### TASK BRIEF:
Needed from the entries below: every line that holds the word "grass".
──────── PROVIDED RECORDS ────────
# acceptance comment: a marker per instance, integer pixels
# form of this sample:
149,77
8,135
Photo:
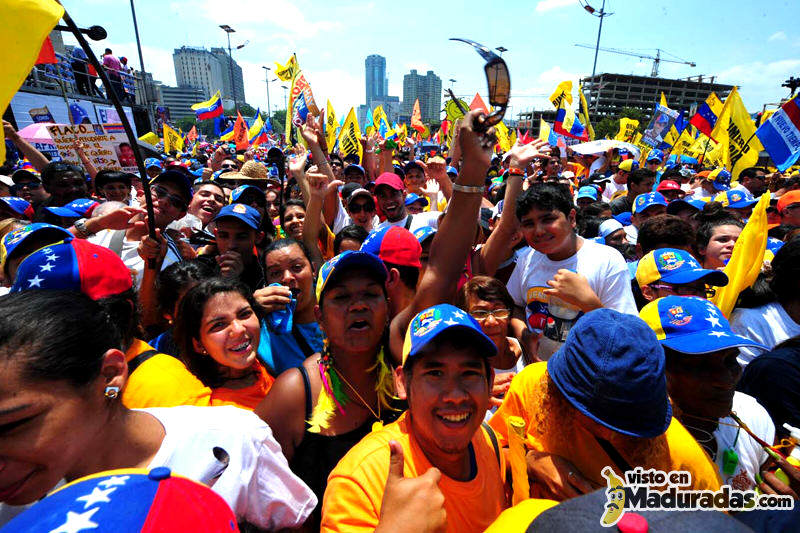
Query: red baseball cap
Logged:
390,179
394,244
668,185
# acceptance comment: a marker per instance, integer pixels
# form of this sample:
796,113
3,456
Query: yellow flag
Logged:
583,113
27,23
564,90
330,126
627,129
172,140
349,142
747,258
735,130
150,138
288,71
501,131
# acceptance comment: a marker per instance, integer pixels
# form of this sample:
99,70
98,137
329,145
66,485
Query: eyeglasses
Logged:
357,208
176,201
481,314
499,81
702,291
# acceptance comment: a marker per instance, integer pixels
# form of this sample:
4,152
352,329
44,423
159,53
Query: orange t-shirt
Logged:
551,425
353,498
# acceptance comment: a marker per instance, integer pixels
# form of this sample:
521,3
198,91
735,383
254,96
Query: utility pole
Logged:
230,30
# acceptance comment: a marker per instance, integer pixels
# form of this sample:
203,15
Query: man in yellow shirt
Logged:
436,464
601,400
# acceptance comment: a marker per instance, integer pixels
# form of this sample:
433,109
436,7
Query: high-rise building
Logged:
428,89
377,82
209,71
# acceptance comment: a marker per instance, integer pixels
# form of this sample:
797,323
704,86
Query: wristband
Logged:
468,189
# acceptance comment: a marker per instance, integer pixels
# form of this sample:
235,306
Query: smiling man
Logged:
439,441
562,276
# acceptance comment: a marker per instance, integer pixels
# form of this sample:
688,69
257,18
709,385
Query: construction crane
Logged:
656,59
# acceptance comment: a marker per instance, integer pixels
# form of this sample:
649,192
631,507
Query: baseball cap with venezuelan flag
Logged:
692,325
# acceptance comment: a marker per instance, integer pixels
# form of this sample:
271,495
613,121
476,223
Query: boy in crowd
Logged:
563,275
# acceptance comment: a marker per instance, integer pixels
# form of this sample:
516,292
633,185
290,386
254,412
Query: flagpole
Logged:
126,125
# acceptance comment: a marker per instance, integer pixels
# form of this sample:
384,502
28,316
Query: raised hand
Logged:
411,504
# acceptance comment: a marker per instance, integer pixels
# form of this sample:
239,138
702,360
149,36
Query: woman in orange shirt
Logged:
218,331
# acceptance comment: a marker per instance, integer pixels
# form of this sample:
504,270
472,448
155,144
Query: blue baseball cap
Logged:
644,201
127,500
348,259
82,207
49,233
673,265
688,324
720,179
655,154
20,206
736,199
245,213
678,204
423,233
412,197
241,189
434,321
611,369
151,162
587,191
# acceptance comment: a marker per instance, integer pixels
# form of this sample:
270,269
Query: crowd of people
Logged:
340,344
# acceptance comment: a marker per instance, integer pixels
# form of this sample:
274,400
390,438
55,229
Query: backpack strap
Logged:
493,438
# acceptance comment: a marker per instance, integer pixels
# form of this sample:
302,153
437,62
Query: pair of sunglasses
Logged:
499,81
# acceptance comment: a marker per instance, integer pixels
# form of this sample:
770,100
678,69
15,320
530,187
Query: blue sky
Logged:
750,44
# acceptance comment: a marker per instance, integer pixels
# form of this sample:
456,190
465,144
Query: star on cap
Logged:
98,495
77,522
114,481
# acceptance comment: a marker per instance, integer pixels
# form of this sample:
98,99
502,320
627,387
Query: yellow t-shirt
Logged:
353,498
551,425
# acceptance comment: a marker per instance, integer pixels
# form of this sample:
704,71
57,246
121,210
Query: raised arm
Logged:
500,243
453,241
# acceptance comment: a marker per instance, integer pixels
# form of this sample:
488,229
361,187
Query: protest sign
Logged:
106,145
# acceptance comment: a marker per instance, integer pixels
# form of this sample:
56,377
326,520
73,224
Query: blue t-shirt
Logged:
280,351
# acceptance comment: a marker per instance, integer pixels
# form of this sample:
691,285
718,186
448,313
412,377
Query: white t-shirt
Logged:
551,318
130,253
769,325
751,455
428,218
257,484
612,187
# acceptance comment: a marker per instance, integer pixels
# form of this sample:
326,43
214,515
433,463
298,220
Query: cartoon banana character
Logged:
615,498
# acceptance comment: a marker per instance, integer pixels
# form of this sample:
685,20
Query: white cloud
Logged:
548,5
760,82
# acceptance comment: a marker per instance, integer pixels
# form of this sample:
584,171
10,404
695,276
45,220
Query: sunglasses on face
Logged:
357,208
175,201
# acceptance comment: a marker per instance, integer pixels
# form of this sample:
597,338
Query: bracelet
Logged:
468,189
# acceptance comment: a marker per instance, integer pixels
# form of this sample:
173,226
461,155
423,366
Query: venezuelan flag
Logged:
209,109
567,123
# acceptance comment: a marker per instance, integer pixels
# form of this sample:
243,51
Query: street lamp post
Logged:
230,30
269,107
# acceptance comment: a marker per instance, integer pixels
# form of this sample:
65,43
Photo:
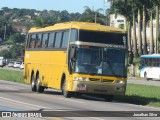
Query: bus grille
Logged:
107,81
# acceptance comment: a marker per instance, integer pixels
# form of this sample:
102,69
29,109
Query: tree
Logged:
125,9
90,15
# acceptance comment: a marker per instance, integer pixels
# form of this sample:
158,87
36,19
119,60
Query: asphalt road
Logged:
18,97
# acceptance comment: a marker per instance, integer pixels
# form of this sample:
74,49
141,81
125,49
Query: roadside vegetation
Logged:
10,75
135,94
141,95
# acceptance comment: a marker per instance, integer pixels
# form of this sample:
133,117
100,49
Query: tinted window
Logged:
103,37
32,41
74,35
45,40
28,40
58,39
51,39
65,39
39,40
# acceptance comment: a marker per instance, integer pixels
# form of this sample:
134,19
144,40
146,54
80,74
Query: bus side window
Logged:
65,39
58,39
39,40
74,35
32,41
45,40
51,40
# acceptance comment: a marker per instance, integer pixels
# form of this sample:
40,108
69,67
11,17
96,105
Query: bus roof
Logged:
78,25
151,56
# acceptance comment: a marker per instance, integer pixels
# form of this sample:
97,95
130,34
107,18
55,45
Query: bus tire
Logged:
33,84
39,88
65,93
108,98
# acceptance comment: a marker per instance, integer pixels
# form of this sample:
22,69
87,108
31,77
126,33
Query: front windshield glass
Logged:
100,61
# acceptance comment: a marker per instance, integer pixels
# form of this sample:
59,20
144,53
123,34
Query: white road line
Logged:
24,103
10,88
96,118
71,100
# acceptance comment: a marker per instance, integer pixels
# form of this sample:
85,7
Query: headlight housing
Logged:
81,78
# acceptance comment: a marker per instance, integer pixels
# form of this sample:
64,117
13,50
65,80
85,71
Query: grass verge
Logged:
135,94
141,95
10,75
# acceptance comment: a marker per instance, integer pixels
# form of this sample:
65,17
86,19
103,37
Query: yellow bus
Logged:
77,57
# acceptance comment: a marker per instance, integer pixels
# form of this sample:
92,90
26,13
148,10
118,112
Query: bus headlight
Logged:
121,81
81,78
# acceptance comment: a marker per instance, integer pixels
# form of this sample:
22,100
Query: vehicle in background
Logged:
10,64
2,61
17,64
150,66
22,66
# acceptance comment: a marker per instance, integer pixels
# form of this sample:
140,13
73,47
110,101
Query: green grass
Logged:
10,75
141,95
135,94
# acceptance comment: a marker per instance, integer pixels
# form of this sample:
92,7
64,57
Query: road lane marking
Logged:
10,88
96,118
71,100
24,103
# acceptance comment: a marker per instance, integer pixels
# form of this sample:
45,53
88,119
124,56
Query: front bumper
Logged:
98,88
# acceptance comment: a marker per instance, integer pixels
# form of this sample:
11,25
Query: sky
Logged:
72,6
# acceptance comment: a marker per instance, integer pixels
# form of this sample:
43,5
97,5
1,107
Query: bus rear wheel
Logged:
39,88
33,84
65,93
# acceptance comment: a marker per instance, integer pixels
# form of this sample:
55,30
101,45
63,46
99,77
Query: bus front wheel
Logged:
39,88
65,93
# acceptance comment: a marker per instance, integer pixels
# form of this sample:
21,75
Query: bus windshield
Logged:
103,37
100,61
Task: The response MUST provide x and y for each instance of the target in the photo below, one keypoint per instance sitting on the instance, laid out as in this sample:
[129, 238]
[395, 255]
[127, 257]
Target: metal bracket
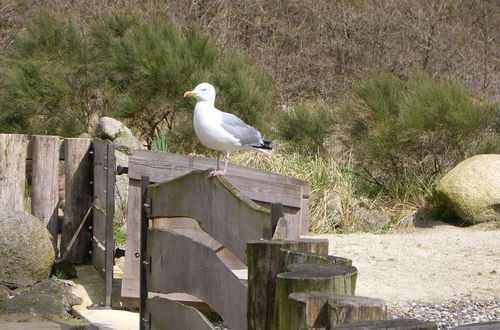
────────
### COMPLETED TASK:
Query: grass verge
Query: green grass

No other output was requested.